* begin Excerpted data *

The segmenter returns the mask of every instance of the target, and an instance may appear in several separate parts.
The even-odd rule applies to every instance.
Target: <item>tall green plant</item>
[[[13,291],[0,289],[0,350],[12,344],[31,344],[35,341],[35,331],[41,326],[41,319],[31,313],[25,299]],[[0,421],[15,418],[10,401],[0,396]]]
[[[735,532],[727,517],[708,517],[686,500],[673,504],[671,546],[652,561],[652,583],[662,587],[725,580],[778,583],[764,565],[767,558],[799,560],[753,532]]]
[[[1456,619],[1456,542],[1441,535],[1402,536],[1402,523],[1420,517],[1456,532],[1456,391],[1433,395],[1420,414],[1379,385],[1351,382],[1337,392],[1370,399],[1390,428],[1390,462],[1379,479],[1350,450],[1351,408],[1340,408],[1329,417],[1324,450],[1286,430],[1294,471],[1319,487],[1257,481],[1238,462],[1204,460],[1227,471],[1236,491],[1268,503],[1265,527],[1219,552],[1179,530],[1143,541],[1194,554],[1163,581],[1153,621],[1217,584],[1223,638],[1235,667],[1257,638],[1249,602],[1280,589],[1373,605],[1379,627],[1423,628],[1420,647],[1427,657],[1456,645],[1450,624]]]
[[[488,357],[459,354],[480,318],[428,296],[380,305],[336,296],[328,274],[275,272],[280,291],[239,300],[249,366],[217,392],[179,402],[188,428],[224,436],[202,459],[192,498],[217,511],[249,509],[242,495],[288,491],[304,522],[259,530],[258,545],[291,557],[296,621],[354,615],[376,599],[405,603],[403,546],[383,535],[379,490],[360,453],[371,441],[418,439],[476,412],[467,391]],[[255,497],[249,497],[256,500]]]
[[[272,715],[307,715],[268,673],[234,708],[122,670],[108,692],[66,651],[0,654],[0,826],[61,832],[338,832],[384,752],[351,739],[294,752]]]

* end Excerpted data *

What needs to be done |
Reproduce all of the material above line by line, without changing a single character.

Response to the exercise |
The segmenter returns the mask of every instance of the target, and an instance may appear in several separate parts.
The even-odd rule applies to every instance.
Target: <item>tall green plant</item>
[[[13,291],[0,289],[0,350],[12,344],[31,344],[35,341],[35,331],[41,326],[41,319],[31,313],[25,299]],[[0,421],[15,418],[10,401],[0,396]]]
[[[735,532],[727,517],[708,517],[686,500],[673,504],[671,546],[652,561],[652,583],[662,587],[725,580],[778,583],[764,565],[767,558],[799,560],[753,532]]]
[[[1456,619],[1456,542],[1441,535],[1402,536],[1402,523],[1420,517],[1456,532],[1456,391],[1433,395],[1420,414],[1379,385],[1351,382],[1337,392],[1370,399],[1390,428],[1390,462],[1379,479],[1350,450],[1351,408],[1340,408],[1329,417],[1324,450],[1286,430],[1294,471],[1319,487],[1257,481],[1238,462],[1204,460],[1227,471],[1236,491],[1268,503],[1265,527],[1219,552],[1179,530],[1143,541],[1194,554],[1163,581],[1153,621],[1217,584],[1223,638],[1235,667],[1257,638],[1249,602],[1280,589],[1373,605],[1379,627],[1423,628],[1420,647],[1427,657],[1456,645],[1450,624]]]
[[[488,357],[459,354],[480,318],[428,296],[380,305],[336,296],[328,274],[275,272],[280,291],[239,300],[249,366],[217,392],[179,402],[188,428],[224,436],[202,459],[192,498],[217,511],[249,509],[242,495],[288,491],[304,522],[259,530],[258,545],[291,557],[296,621],[354,615],[376,599],[405,603],[403,546],[383,535],[379,490],[360,453],[371,441],[418,439],[476,412],[467,391]],[[255,497],[249,497],[256,500]]]
[[[272,715],[307,715],[268,673],[234,708],[122,670],[108,692],[66,651],[0,654],[0,826],[61,832],[338,832],[384,752],[351,739],[294,752]]]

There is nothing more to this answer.